### Exercises
(1) Retype the part of the blog post about the Fringe Festival shows starting with "OK, it's less" and going on through "(2 for 1 tix)".
(2) According to the blog post about the Fringe Festival shows, at what venue and address are the six shows held?

Wednesday, September 15, 2010

Settle Down, won't you...


OK, it's less than fourteen days/two weeks/336 hours until this humble blog shambles to life onstage as part of the Melbourne Fringe Festival. So it's about damn time I let on about what to expect, since there's no logic or rhyme or reason to these things, I'll just start splurging - throwing a bunch of words and phrases at you and see if they'll stick. Hopefully you can consider this the 'piquing of interest' variety of preview as opposed to 'spoilers ahead.'

There are six shows:
Wed 29 Sep (Preview tix)
Thurs 30 Sep
Fri 1 Oct
Sat 2 Oct
Wed 6 Oct (2 for 1 tix)
Fri 8 Oct
@ The Glasshouse, 51 Gipps St, Collingwood

So go ahead and point your browser here for details and book your tix online. 

And while you're there, Ihighly recommend getting along to the following shows:

Booked a ticket? Good, we now return to our regular programming.


I've been sitting on this one for a while now, but since the buzz is (finally) starting to build for the wonderful soul-popster Kimbra, I thought I'd add my discerning voice to the rabble. Following is an interview I conducted waaaaaaay back in March. A lengthy chat that resulted in some music biography and press release material you'll see dotted about the interwebz, but since Kimbra's debut is on the cusp of public release, it still seems timely and relevant. But first, a primer:






Kimbra has just had her photo taken.

### Collected material
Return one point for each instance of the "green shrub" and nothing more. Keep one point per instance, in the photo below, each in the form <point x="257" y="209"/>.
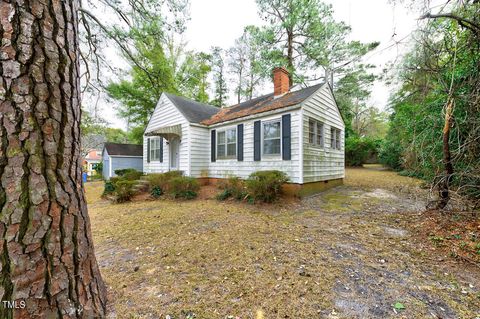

### Completed exercise
(1)
OK, it's less than fourteen days/two weeks/336 hours until this humble blog shambles to life onstage as part of the Melbourne Fringe Festival. So it's about damn time I let on about what to expect, since there's no logic or rhyme or reason to these things, I'll just start splurging - throwing a bunch of words and phrases at you and see if they'll stick. Hopefully you can consider this the 'piquing of interest' variety of preview as opposed to 'spoilers ahead.'

There are six shows:
Wed 29 Sep (Preview tix)
Thurs 30 Sep
Fri 1 Oct
Sat 2 Oct
Wed 6 Oct (2 for 1 tix)

(2) The Glasshouse, 51 Gipps St, Collingwood.